- **MATERIAL PROVIDED**
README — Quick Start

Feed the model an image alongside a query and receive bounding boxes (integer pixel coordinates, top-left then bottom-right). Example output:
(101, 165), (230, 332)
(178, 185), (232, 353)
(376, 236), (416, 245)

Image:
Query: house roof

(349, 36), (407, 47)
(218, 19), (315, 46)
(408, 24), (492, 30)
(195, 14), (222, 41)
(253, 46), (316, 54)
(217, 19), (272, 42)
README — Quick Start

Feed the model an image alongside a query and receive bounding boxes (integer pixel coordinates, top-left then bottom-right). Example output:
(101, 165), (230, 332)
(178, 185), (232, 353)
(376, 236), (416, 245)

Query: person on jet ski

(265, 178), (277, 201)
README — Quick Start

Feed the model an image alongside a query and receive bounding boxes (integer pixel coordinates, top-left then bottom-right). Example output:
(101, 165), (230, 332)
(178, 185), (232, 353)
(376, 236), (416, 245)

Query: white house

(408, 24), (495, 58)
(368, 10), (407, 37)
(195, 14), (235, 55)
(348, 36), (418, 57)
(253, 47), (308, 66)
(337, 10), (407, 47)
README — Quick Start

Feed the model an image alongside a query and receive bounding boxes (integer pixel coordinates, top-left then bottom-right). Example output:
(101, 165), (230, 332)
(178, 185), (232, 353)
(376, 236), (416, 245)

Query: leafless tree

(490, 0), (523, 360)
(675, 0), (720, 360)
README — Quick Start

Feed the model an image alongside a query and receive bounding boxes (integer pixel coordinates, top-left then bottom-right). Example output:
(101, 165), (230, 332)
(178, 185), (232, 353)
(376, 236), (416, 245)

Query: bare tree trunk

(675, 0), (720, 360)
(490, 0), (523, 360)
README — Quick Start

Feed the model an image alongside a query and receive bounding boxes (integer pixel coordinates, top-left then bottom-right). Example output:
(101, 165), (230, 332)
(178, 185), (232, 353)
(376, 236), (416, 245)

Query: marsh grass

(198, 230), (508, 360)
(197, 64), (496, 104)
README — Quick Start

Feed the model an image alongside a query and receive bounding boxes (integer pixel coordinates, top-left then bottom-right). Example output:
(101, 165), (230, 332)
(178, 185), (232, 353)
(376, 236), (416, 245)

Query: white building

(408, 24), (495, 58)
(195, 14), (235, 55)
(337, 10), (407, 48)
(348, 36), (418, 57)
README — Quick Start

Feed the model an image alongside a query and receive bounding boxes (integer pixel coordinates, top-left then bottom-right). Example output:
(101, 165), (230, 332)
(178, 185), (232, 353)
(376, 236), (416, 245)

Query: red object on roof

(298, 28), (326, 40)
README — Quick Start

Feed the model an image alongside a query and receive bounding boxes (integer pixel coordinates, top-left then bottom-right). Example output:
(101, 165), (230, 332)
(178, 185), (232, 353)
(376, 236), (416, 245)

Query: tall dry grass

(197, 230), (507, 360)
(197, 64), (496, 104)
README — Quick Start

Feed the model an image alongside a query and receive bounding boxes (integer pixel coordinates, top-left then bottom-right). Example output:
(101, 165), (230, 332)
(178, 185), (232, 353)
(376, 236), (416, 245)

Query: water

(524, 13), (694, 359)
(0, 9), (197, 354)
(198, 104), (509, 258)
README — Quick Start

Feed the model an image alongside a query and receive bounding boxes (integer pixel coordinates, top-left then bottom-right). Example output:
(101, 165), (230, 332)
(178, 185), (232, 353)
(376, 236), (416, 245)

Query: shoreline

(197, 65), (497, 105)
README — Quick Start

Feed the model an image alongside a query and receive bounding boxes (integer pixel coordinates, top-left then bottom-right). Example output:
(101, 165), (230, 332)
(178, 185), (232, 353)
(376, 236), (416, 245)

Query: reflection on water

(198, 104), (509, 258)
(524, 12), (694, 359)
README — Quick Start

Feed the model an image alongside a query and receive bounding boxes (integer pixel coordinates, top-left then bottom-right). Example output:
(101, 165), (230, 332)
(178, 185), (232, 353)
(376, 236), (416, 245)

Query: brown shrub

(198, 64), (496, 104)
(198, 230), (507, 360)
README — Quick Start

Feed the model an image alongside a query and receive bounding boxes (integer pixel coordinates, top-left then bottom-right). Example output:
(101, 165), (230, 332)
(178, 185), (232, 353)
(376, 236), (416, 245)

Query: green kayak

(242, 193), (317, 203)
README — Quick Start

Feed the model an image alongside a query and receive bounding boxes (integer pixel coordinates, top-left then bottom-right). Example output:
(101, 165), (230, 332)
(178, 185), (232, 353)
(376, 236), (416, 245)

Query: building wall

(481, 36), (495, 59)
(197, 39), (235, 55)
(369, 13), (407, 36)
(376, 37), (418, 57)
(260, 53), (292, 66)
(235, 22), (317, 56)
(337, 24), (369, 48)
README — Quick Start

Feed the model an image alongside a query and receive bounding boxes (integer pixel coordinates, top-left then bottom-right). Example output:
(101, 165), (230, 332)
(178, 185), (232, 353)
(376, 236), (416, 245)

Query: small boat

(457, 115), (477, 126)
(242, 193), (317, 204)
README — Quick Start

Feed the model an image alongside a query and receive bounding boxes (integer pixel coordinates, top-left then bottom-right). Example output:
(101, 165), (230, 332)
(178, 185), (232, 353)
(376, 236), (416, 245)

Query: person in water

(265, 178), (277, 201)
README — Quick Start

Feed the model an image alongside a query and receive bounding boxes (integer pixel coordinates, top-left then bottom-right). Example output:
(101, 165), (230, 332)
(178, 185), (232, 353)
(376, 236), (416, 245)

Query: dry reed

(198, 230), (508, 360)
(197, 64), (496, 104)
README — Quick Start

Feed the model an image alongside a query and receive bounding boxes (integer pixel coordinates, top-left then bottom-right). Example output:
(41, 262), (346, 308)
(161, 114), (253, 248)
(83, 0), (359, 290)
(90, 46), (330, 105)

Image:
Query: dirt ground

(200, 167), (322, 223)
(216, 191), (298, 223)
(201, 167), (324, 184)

- **STATED PROBLEM**
Print the items line for line without changes, starting at their first line and ending at the line that contains "(217, 19), (272, 42)", including both of these lines.

- **ANSWER TO THE TASK**
README — Quick Start

Feed the model an image alongside a query and receive bounding boxes (integer pixel coordinates, top-left then bottom-right). Example output:
(101, 165), (230, 332)
(178, 185), (232, 353)
(376, 236), (416, 245)

Image:
Query: house roof

(349, 36), (407, 47)
(218, 19), (315, 46)
(408, 24), (492, 30)
(195, 14), (222, 41)
(253, 46), (316, 54)
(217, 19), (272, 42)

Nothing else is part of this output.